-- READING PASSAGE follows --

Blog

News

11th Micropol & Ecohazard Conference 2019

Micropol 2019 conference on emerging contaminants and micropollutants in water

From 20 to 23 October the 11th Micropol & Ecohazard conference was held in Seoul, South-Korea. The Micropol conference focuses on many topics related to the presence of micropollutants in drinking water and wastewater as well as how to remove these compounds.

Multiple sessions were organised on the biological removal of organic micropollutants. The effect of several parameters (sludge retention time, temperature, etc.) on the removal of organic micropollutants in biological (waste)water processes was discussed by several studies. KWR works together with the Dutch drinking water companies on the removal of these compounds during drinking water production. Nikki van Bel presented two studies on this topic: the biological removal of metformin, pyrazole and guanylurea in rapid sand filters in full-scale and in pilot studies.

-- READING PASSAGE concluded --
-- RECORD EXTRACTS follows --

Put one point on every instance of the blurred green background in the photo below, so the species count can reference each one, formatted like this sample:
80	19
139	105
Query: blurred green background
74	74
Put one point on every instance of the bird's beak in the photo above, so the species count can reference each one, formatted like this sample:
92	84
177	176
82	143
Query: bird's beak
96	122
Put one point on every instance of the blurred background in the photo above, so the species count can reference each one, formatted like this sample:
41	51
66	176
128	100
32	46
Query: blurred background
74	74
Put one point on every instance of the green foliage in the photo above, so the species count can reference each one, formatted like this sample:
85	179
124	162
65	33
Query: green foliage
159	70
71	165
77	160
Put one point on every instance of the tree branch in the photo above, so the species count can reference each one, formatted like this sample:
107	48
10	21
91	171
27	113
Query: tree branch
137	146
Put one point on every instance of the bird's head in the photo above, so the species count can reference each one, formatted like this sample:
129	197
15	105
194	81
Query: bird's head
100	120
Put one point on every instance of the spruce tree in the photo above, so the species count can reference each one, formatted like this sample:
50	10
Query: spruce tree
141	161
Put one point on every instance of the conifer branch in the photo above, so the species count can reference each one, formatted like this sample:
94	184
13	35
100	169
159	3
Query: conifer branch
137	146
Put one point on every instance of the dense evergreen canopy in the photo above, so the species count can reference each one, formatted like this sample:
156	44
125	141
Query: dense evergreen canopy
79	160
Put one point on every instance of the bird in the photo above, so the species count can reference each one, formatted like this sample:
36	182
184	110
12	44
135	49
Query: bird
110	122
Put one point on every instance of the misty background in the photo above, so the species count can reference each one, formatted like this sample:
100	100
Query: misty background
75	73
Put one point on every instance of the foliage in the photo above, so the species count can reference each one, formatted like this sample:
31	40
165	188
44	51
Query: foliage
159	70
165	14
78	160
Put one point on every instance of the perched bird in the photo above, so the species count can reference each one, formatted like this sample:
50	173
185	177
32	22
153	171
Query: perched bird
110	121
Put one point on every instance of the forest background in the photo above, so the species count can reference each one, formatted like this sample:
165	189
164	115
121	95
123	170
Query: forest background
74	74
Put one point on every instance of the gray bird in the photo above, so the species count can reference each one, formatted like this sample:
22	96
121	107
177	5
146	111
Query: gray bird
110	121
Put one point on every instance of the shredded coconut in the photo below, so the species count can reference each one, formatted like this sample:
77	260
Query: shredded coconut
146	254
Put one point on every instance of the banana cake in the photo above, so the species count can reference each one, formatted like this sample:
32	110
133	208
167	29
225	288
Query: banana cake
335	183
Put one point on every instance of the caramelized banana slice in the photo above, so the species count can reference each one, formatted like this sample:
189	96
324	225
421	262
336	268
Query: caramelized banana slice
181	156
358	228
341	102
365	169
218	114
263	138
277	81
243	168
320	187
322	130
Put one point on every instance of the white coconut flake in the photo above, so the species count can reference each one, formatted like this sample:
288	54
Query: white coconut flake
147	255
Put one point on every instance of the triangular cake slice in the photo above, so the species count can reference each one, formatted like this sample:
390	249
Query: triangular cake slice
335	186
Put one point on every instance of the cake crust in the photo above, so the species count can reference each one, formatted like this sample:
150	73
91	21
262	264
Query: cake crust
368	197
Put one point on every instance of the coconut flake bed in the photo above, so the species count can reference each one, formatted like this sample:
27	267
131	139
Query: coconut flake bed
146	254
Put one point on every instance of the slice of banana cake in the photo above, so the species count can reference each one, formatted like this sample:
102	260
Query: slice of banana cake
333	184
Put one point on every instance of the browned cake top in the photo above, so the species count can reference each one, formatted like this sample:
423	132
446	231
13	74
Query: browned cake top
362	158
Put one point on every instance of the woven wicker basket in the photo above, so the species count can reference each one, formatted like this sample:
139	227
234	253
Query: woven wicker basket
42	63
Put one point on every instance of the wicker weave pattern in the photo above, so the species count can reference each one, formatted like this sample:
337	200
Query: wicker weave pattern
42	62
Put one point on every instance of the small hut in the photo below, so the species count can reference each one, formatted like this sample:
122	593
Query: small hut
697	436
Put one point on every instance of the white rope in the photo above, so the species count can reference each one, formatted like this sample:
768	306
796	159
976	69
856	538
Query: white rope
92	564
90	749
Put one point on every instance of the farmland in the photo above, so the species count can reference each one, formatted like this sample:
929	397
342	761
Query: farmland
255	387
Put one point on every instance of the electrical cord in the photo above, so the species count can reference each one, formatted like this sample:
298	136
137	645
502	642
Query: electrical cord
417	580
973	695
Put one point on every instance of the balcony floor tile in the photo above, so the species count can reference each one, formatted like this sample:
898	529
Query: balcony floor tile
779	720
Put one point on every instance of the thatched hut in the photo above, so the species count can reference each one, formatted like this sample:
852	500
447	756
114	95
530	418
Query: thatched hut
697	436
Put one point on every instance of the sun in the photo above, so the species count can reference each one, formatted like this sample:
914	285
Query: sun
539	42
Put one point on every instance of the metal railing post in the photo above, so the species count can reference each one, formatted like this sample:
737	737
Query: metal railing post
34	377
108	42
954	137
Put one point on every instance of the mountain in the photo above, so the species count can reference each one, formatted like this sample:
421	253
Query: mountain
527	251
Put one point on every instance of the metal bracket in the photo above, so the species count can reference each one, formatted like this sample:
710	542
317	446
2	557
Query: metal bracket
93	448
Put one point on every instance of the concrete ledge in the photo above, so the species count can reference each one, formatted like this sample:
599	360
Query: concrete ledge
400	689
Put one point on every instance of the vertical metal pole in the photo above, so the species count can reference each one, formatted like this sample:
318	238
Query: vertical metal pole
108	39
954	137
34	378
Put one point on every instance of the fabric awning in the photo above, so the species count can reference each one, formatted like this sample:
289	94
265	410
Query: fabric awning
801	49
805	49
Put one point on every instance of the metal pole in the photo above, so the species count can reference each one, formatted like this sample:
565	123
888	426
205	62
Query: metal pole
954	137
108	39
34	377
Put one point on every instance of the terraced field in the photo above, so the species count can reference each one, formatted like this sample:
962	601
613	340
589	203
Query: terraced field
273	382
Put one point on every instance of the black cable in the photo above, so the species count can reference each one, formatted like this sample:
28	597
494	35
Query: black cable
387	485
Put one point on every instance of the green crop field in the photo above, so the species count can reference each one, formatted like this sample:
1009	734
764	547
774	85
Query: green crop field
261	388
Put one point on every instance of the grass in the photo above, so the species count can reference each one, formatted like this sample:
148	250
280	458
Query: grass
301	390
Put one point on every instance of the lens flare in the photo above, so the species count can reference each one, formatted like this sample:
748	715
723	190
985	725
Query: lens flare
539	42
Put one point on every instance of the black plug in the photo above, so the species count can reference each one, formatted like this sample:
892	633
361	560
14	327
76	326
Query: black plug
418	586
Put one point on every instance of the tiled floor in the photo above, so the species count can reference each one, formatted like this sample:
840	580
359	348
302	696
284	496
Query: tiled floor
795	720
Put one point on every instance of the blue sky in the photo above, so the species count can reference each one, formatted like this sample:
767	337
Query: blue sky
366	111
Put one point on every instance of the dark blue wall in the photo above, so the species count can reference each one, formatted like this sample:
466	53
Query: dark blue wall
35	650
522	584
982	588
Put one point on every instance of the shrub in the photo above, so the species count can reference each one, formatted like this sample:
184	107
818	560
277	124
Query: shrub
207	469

-- RECORD EXTRACTS concluded --

## REQUIREMENT A:
Using the conference report, determine whether each statement agrees with it: (i) The 11th Micropol & Ecohazard conference took place in Seoul. (ii) Nikki van Bel presented three studies on biological removal. (iii) KWR collaborates with Dutch drinking water companies on removing these compounds.
## REQUIREMENT B:
According to the conference report, the biological removal of which three compounds did Nikki van Bel's studies address?

## WRITTEN ANSWER A:
(i) Yes: "From 20 to 23 October the 11th Micropol & Ecohazard conference was held in Seoul, South-Korea."
(ii) No: "Nikki van Bel presented two studies on this topic"
(iii) Yes: "KWR works together with the Dutch drinking water companies on the removal of these compounds during drinking water production."

## WRITTEN ANSWER B:
Metformin, pyrazole and guanylurea.